BAMATTER Siegfried. Pseudonymes : PAUL, LUBOWSKY (1924), MARTHA (1928), FELIX (1929), SILVIO (19291932), FISCHER (1931), ENDLER P. H. (1935)

Par Peter Huber

Né le 1er février 1892 à Bâle, mort en janvier 1966 à Moscou ; secrétaire du Bureau latin de l’ICJ (Internationale communiste des jeunes) (1919-1920), membre du CE de l’ICJ (1920-1924), instructeur du CEIC (1925-1930) ; collaborateur de l’OMS en Espagne (1932-1935), rappelé à Moscou pour travailler à la section de presse (1936-1943).

Siegfried Bamatter
Siegfried Bamatter

Siegfried Bamatter naquit dans une famille de onze enfants. Son père travaillait comme peintre en bâtiment, sa mère comme bonne et ouvrière à domicile. Après l’école obligatoire et avant de devenir révolutionnaire professionnel (1919), il exerça plusieurs métiers, tels que manœuvre dans des broderies (entre autres en Angleterre), emballeur en France (1912-1913), garçon de café, garde-frein des chemins de fer suisses (1914-1915), et vendeur de journaux à Genève (1917-1918). Membre de la Jeunesse socialiste suisse depuis 1916, il en devint secrétaire en 1918, remplaçant Emil Arnold.

Collaborateur de Willy Münzenberg en Suisse, il joua un rôle important dans l’organisation du Ier congrès de l’ICJ tenu à Berlin en 1919. Grâce à sa connaissance des langues (il parlait déjà couramment l’allemand, le français, l’anglais et l’italien), il fut désigné responsable pour les pays latins, devenant ainsi le premier Suisse dans l’appareil de la nouvelle Internationale. De retour du IIe congrès de l’ICJ (1920), il publia, en Suisse, la brochure Eindrücke eines Arbeiters in Sowjet-Russland, récit élogieux de son premier séjour de cinq mois dans le pays des Soviets.
..............................
### Travail à faire
a - D'après la notice, quel métier exerçait le père de Siegfried Bamatter ?
b - Citez la notice en commençant par « BAMATTER Siegfried. Pseudonymes : PAUL, LUBOWSKY » et en poursuivant jusqu'à « de presse (1936-1943). ».
La liste n'a aucun rôle dans ce travail.

### Données fournies
..............................
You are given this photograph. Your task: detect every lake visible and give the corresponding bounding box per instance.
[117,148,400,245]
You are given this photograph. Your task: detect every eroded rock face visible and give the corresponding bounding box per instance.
..............................
### Corrigés rédigés
a - Il travaillait comme peintre en bâtiment.

b -
BAMATTER Siegfried. Pseudonymes : PAUL, LUBOWSKY (1924), MARTHA (1928), FELIX (1929), SILVIO (19291932), FISCHER (1931), ENDLER P. H. (1935)

Par Peter Huber

Né le 1er février 1892 à Bâle, mort en janvier 1966 à Moscou ; secrétaire du Bureau latin de l’ICJ (Internationale communiste des jeunes) (1919-1920), membre du CE de l’ICJ (1920-1924), instructeur du CEIC (1925-1930) ; collaborateur de l’OMS en Espagne (1932-1935), rappelé à Moscou pour travailler à la section de presse (1936-1943).